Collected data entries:
◆ ◆ ◆ ◆ ◆
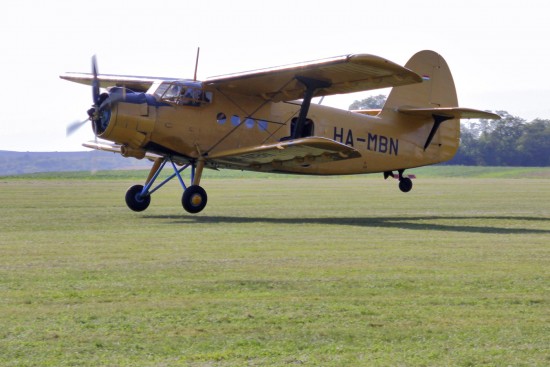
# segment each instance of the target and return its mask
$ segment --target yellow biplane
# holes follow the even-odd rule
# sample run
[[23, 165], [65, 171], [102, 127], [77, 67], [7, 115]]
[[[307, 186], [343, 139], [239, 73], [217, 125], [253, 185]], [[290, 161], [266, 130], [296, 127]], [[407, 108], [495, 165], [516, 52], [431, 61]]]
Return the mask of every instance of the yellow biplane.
◆ ◆ ◆ ◆ ◆
▶ [WORK TASK] Please let your answer be exactly the lines from the one holding "# holes follow the even-odd rule" through the last line of the entries above, both ends included.

▶ [YOUR SOLUTION]
# holes follow the even-odd rule
# sample run
[[23, 165], [65, 171], [102, 127], [77, 67], [7, 115]]
[[[307, 186], [343, 139], [239, 73], [217, 125], [253, 185]], [[290, 161], [266, 130], [296, 127]], [[407, 108], [495, 165], [516, 52], [431, 61]]]
Return the mask of every instance of the yellow biplane.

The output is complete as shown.